(Saved entries)

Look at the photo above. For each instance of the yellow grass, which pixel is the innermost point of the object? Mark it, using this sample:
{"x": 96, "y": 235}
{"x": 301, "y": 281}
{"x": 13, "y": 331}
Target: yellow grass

[WHAT YOU HAVE TO DO] No line may be altered or left out when the data is written out.

[SOLUTION TO THIS PROBLEM]
Look at the photo above. For each instance of the yellow grass, which pixel is the innermost point of the object? Mark it, using this sample:
{"x": 96, "y": 235}
{"x": 301, "y": 281}
{"x": 13, "y": 331}
Target: yellow grass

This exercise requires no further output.